Dataset entries:
■ ■ ■ ■
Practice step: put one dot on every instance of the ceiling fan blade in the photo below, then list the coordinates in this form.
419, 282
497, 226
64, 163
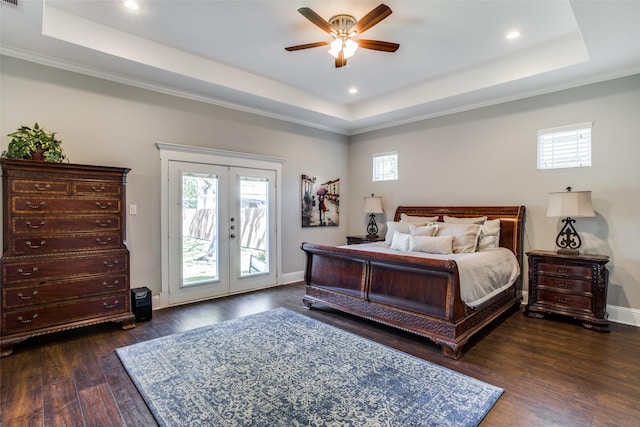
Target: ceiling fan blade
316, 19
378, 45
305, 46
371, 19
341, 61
■ ■ ■ ■
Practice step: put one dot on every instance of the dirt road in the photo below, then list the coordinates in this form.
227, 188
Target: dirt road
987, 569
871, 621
■ ■ ■ ■
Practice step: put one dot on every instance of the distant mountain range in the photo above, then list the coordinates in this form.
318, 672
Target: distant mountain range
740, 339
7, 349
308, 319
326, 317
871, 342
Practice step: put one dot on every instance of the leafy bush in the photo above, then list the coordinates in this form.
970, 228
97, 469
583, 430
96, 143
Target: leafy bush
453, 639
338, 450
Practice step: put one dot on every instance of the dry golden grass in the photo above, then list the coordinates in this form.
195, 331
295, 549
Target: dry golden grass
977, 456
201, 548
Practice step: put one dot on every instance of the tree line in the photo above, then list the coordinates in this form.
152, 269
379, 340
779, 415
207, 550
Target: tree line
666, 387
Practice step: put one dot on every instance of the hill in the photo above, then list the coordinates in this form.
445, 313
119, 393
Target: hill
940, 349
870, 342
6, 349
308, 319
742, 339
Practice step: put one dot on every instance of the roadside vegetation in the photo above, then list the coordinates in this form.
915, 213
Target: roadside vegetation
■ ■ ■ ■
- _WORK TO BE COMPLETED_: The number of lines in the data holding the string "form" is the whole answer.

- _TASK RESPONSE_: 8